EXTRACT PROVIDED ->
In [89]:
# import the mnist data
import keras
from keras.datasets import mnist
import os
import cv2
import numpy as np
import matplotlib.pyplot as plt
from sklearn.decomposition import PCA

In [307]:
# def the function to catalog the hand write number from 0 to 9
# make the catalogues list before using the function
def catalog_number(INPUT_DATA, INPUT_LIST):
    for i in range(len(INPUT_LIST)):
        # identify different number images by labeling files
        # ref: https://stackoverflow.com/questions/49882068/convert-np-where-array-to-list
        INPUT_LIST[i] = np.where(np.isin(INPUT_DATA, i))[0].tolist()

# def the function for image visualization
def plot_input_image(NUMBER, IMG, LABEL):
    plt.imshow(IMG[NUMBER], cmap = 'binary')
    plt.title(LABEL[NUMBER])
    plt.show()

# def the function for saving image
def saving_img_binary(FILE, IMG):
    with open(FILE, 'wb') as f:
        np.save(f, IMG)
    print(os.path.getsize(FILE))

# import data
# ref: https://www.youtube.com/watch?v=L2cAjgc1-bo
(X_TRAIN, Y_TRAIN), (X_TEST, Y_TEST) = mnist.load_data()
#X_TRAIN.shape, Y_TRAIN.shape, X_TEST.shape, Y_TEST.shape

# get training data
# catalog the number 0 to 9
TRAIN_LIST = ['TRAIN_0', 'TRAIN_1', 'TRAIN_2', 'TRAIN_3', 'TRAIN_4', 'TRAIN_5', 'TRAIN_6', 'TRAIN_7', 'TRAIN_8', 'TRAIN_9']
catalog_number(Y_TRAIN, TRAIN_LIST)
# get first 16 images of each number for training
INPUT_TRAIN_INDEX = TRAIN_LIST[0][:16] + TRAIN_LIST[1][:16] + TRAIN_LIST[2][:16] + TRAIN_LIST[3][:16] + TRAIN_LIST[4][:16] + TRAIN_LIST[5][:16] + TRAIN_LIST[6][:16] + TRAIN_LIST[7][:16] + TRAIN_LIST[8][:16] + TRAIN_LIST[9][:16]
# check the image if it is correct (first image of 0 to 9)
#for i in INPUT_TRAIN_INDEX[0:159:16]:
#    plot_input_image(i, X_TRAIN, Y_TRAIN)
# save 160 image into array
TRAIN_IMG_3D = np.empty((160, 28, 28))

(Segmentation labeling items)
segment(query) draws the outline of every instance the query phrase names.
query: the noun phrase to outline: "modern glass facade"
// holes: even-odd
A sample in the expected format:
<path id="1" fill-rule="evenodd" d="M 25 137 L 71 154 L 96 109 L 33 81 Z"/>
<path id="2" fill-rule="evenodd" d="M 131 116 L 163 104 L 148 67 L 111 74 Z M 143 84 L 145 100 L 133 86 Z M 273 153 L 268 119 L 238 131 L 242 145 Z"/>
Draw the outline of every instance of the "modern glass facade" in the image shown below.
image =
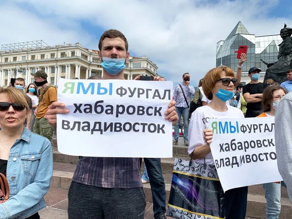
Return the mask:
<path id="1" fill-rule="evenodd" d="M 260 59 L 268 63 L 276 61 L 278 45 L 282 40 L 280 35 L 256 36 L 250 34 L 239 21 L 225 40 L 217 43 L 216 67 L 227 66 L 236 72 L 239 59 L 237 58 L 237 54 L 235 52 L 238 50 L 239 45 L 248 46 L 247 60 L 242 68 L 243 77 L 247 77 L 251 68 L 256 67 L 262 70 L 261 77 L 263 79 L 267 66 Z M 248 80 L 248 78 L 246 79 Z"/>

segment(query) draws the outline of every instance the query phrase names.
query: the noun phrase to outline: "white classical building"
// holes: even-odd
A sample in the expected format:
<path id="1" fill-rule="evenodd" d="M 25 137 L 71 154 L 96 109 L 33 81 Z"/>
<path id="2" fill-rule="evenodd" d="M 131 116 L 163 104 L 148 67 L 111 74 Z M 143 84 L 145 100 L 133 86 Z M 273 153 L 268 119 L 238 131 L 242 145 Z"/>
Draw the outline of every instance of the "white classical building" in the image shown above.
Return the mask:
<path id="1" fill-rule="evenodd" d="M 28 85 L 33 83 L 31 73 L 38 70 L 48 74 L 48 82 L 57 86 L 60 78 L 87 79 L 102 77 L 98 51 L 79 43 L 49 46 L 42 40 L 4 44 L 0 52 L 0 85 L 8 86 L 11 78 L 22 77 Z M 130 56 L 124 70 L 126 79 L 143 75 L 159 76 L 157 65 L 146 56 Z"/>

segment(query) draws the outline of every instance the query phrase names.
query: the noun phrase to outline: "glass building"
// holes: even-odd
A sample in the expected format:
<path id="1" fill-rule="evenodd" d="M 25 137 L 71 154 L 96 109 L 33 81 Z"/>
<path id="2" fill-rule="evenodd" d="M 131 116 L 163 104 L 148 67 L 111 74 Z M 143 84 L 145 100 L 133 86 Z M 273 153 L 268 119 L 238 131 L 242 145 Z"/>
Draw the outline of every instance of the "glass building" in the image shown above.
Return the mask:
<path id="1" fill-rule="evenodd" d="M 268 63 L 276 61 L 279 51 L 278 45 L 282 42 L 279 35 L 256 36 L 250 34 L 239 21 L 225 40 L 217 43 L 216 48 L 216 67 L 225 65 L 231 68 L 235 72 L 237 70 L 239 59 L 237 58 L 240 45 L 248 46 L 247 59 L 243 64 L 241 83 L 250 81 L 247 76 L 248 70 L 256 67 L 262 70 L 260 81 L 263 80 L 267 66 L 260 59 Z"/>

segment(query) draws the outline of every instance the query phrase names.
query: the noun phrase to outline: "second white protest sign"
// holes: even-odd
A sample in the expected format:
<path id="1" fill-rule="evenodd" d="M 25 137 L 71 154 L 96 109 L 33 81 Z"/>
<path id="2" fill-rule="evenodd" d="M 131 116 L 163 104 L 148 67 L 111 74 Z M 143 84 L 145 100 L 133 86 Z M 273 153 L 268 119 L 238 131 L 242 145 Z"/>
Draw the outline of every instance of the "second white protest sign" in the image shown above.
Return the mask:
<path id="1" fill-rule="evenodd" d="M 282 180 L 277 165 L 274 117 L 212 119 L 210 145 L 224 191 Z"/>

---

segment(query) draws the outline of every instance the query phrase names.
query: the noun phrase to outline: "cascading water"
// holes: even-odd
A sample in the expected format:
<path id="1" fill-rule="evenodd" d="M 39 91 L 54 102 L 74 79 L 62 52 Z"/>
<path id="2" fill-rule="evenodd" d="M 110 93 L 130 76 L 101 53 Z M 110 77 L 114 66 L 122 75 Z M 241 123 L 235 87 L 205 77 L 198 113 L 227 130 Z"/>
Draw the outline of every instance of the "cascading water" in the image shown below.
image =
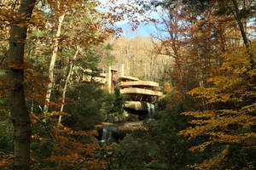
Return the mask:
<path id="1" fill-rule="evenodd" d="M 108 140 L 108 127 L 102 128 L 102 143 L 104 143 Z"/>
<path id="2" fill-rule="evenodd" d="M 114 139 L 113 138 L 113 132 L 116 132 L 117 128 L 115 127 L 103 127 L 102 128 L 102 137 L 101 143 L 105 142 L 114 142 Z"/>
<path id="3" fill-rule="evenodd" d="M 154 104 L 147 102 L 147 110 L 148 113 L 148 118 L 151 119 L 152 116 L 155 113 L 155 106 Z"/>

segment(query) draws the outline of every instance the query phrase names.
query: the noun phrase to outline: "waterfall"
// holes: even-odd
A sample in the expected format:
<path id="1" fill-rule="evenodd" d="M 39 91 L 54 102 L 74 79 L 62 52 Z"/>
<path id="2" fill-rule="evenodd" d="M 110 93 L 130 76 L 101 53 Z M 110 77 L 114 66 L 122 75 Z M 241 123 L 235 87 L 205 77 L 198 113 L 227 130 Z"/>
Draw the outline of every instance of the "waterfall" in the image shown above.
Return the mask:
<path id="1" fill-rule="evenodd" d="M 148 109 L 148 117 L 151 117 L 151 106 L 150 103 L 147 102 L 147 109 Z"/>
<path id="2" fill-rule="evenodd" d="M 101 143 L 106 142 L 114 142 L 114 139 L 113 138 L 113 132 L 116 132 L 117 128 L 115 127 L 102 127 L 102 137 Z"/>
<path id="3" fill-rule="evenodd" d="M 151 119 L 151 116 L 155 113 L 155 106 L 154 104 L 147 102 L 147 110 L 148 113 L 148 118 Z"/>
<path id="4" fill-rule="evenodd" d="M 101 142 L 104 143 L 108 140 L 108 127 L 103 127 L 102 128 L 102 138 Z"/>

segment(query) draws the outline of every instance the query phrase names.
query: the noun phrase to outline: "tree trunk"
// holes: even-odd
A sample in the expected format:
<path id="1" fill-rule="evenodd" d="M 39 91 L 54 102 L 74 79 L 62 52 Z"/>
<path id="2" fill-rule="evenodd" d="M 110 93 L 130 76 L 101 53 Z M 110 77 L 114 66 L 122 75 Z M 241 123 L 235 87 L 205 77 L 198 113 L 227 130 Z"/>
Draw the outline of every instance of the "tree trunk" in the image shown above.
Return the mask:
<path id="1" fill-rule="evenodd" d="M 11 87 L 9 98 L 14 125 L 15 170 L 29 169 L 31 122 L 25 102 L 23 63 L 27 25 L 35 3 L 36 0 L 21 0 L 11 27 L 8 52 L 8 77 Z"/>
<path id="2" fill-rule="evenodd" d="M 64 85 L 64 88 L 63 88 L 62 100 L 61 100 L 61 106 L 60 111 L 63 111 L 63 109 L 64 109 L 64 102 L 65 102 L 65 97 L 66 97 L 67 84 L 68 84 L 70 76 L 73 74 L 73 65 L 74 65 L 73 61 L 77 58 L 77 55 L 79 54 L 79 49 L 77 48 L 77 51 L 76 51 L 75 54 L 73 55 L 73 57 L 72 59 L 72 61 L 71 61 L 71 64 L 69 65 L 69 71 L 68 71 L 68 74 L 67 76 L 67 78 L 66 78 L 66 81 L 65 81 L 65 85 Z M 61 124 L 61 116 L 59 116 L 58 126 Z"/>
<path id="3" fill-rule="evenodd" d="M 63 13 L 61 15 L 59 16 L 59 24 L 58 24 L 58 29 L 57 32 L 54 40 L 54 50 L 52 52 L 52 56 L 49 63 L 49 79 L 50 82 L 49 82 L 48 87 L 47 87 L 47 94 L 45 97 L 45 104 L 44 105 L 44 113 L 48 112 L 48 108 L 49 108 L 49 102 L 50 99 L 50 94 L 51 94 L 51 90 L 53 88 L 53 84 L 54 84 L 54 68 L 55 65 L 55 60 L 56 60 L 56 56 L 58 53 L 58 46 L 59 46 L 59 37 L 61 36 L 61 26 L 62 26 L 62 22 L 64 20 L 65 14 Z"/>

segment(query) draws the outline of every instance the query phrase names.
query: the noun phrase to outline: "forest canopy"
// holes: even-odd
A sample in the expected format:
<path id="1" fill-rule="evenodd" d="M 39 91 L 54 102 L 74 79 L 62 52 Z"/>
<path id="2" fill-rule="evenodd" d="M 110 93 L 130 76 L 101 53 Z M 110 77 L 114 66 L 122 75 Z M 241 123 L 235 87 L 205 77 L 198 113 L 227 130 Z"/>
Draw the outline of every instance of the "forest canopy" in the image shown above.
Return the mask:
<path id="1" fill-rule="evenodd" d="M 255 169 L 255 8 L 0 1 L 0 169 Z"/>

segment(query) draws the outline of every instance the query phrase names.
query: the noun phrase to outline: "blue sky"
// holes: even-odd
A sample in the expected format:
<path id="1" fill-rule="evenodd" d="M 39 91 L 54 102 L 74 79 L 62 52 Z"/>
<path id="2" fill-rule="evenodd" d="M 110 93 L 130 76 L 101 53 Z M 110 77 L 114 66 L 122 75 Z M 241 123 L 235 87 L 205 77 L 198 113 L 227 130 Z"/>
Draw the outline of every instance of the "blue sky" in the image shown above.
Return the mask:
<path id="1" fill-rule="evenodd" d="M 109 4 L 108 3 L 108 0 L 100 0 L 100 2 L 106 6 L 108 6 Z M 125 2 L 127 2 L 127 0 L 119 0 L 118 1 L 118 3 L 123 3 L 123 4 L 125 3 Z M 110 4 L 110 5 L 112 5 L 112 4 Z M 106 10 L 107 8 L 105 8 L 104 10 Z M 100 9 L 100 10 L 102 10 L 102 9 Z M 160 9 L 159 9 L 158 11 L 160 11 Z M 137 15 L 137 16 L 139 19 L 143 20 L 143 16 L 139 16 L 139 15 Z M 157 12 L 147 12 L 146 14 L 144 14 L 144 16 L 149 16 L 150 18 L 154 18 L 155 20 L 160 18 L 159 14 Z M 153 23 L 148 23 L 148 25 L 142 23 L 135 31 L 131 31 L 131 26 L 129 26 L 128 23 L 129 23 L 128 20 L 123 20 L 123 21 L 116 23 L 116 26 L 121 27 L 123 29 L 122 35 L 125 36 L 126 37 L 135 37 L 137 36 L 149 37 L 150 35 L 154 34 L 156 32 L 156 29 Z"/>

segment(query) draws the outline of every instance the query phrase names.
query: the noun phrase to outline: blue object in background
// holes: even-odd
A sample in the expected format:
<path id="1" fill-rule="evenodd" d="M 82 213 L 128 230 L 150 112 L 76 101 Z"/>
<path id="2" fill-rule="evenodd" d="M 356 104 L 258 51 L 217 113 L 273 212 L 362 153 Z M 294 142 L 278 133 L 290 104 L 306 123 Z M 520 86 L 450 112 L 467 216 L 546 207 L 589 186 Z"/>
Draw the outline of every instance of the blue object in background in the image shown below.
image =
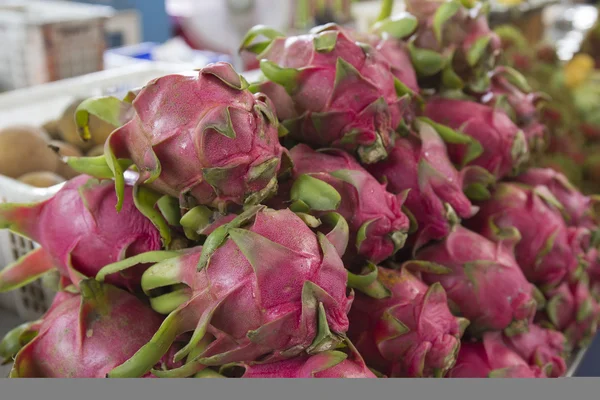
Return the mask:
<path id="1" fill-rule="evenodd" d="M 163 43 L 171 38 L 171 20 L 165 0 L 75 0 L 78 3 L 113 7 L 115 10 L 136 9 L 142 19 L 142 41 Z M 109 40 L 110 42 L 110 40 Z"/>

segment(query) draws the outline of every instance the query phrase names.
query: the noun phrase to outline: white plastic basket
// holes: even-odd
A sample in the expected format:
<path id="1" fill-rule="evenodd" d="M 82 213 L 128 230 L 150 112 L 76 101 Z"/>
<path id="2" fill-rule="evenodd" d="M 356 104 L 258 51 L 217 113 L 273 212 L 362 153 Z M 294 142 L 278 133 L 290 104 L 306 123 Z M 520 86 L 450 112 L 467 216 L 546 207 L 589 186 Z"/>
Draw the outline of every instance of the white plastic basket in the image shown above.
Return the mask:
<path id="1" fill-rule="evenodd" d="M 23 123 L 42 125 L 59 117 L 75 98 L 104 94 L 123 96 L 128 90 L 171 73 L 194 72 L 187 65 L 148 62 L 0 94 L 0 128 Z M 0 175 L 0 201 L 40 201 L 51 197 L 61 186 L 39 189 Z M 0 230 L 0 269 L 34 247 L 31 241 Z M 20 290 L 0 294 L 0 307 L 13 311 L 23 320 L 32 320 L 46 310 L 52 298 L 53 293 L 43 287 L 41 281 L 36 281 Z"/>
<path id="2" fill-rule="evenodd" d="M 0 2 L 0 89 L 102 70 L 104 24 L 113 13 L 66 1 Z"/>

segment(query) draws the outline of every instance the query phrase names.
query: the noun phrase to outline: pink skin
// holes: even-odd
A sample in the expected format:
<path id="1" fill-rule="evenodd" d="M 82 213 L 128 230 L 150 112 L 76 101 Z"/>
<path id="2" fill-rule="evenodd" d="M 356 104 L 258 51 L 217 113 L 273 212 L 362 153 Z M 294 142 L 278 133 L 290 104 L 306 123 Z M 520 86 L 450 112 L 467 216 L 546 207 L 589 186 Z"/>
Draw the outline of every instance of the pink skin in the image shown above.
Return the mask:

EXERCISES ->
1. Using the MNIST code extract, say whether each statement agrees with it, answering yes or no and quoting the deciding words: (a) the code makes room for 160 training images in an array; (b) the image display function uses the gray color map; (c) the first 16 images of each number are taken for training.
2. Report every line of the records that contains the string "plastic". Case counts.

ANSWERS ->
1.
(a) Yes: "# save 160 image into array".
(b) No: "cmap = 'binary'".
(c) Yes: "# get first 16 images of each number for training".

2.
query: the noun phrase to outline: white plastic basket
Draw the outline of every instance of the white plastic basket in the image shown above.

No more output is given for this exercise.